Tarea:
Indica cuál es, según el fragmento sobre la mirada de Jesús, la principal tarea del Sínodo.

***** Fragmento dado

La mirada de bendición de Jesús nos invita a ser una Iglesia que no afronta los desafíos y los problemas de hoy con espíritu de división y de conflicto, sino que, por el contrario, vuelve los ojos a Dios que es comunión y, con asombro y humildad, lo bendice y lo adora, reconociéndolo como su único Señor.
Le pertenecemos a Él y ―recordémoslo―, la única razón de nuestra existencia es llevarlo a Él al mundo. Como nos dijo el Apóstol Pablo, sólo podemos gloriarnos “en la cruz de nuestro Señor Jesucristo” (Gal 6,14). Esto nos basta, sólo Él nos basta. No queremos glorias terrenas, no queremos quedar bien a los ojos del mundo, sino llegar a él con el consuelo del Evangelio, para testimoniar mejor, y a todos, el amor infinito de Dios. De hecho, como dijo precisamente Benedicto XVI al dirigirse a una Asamblea sinodal, “la cuestión para nosotros es: Dios ha hablado, ha roto verdaderamente el gran silencio, se ha mostrado, pero ¿cómo podemos hacer llegar esta realidad al hombre de hoy, para que se convierta en salvación?” (Meditación durante la Primera Congregación General de la XIII Asamblea General del Sínodo de los Obispos, 8 octubre 2012).
Esta es la cuestión fundamental. Esta es la principal tarea del Sínodo: volver a poner a Dios en el centro de nuestra mirada, para ser una Iglesia que ve a la humanidad con misericordia. Una Iglesia unida y fraterna, o al menos que busca estar unida y ser fraterna, que escucha y dialoga; una Iglesia que bendice y anima, que ayuda a quienes buscan al Señor, que sacude saludablemente a los indiferentes, que pone en marcha itinerarios para instruir a las personas en la belleza de la fe. Una Iglesia que tiene a Dios en el centro y, por consiguiente, no crea división internamente, ni es áspera externamente. Es así como Jesús quiere a su Iglesia, su Esposa.
2. Después de la mirada de bendición, contemplamos la mirada de Cristo que acoge. Mientras aquellos que se creen sabios no reconocen la obra de Dios, Él se alegra en el Padre porque se revela a los pequeños, a los sencillos, a los pobres de espíritu. En una ocasión, había una dificultad en una parroquia y la gente hablaba de dificultad, me decía las cosas. Y una anciana, muy anciana, una señora del pueblo, casi analfabeta, hizo una intervención propia de un teólogo. Y con tanta mansedumbre y sabiduría espiritual, dio lo suyo. Recuerdo aquel momento como una revelación del Señor, también con alegría. Me vino a la mente preguntarle: “Señora, ¿pero usted dónde ha estudiado, con Royo Marín? —esta teología tan fuerte—”. Los pueblos sabios tienen esta fe.

**********
***** Datos proporcionados

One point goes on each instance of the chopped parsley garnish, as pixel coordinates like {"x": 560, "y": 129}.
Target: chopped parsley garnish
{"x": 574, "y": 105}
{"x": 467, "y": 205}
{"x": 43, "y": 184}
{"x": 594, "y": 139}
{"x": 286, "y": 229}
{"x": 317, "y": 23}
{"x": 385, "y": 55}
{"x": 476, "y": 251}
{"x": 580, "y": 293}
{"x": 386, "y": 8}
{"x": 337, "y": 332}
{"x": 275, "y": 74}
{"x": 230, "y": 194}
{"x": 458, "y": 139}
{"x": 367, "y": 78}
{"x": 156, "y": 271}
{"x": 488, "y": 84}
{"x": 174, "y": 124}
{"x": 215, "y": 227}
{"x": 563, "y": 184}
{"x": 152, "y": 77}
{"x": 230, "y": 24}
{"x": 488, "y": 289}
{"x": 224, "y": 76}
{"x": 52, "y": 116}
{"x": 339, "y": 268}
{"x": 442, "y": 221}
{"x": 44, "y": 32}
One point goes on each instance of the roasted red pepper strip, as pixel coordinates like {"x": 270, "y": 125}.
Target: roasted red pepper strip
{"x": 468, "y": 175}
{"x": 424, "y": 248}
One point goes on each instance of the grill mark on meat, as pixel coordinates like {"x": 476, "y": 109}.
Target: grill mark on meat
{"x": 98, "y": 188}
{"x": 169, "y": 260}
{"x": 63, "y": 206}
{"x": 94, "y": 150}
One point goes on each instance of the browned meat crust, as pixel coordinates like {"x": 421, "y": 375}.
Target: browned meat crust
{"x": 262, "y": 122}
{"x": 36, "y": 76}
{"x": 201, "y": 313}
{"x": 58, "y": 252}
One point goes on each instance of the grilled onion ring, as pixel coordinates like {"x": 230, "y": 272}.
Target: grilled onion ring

**********

Resultado:
Volver a poner a Dios en el centro de nuestra mirada, para ser una Iglesia que ve a la humanidad con misericordia.